* _Work to complete_
(1) Copy out a part of the West Bottoms passage word for word. Begin at the words "My work as an" and stop after "space we inhabit.".
(2) Keep writing the West Bottoms passage, picking up after its final sentence.

* _Selected extract_
(begin)
West Bottoms Reborn has been a complex undertaking. Within the project I have worked in an advisory and critical role, and Union Office has provided ongoing research and project development and management. We have engaged artists to join us in looking at the area through a poetic lens. Throughout, we have worked to define the emergent value system stemming from the observations of the entire team, and we have worked to pin down a series of lenses through which we can assess the interactions with Public Space in the West Bottoms.

My work as an artist over the last 35 or so years in Kansas City has included a slowly developing understanding of the “physical” Kansas City, especially it’s infrastructural ethos. I have witnessed, over this period of time, enormous changes in the urban core. Through both this historical lens and my current situation - for the last few years the West Bottoms has been home to my studio practice - I can see a relationship between our cultural ambitions and what is cared for or abandoned in the physical space we inhabit.
(end)
* _Dataset section_
(begin)
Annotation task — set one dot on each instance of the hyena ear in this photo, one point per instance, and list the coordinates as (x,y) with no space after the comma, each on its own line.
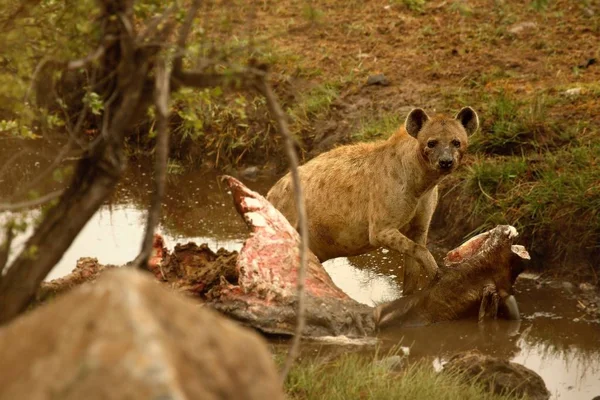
(415,121)
(468,119)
(end)
* _Answers for the exercise_
(1)
My work as an artist over the last 35 or so years in Kansas City has included a slowly developing understanding of the “physical” Kansas City, especially it’s infrastructural ethos. I have witnessed, over this period of time, enormous changes in the urban core. Through both this historical lens and my current situation - for the last few years the West Bottoms has been home to my studio practice - I can see a relationship between our cultural ambitions and what is cared for or abandoned in the physical space we inhabit.

(2)
This focus on physical conditions will necessarily reflect the vast array of other perspectives that the broader WBR as team is collating. My hope is that the creative work that I and Union Office add will be one aspect of many that coalesce to compose an honest and constructive response to the West Bottoms."

James Woodfill is a 1980 graduate of the Kansas City Art Institute and has lived and worked in Kansas City since. As an interdisciplinary artist, his work is focused on direct experience through the composition of objects, occurrences and site. His artworks regularly blur boundaries in their execution, often merging with functional design. His installations bridge the fields of sculpture, painting and public art, and his work in the public realm has extended into education and curatorial projects, writings and numerous urban planning projects and studies.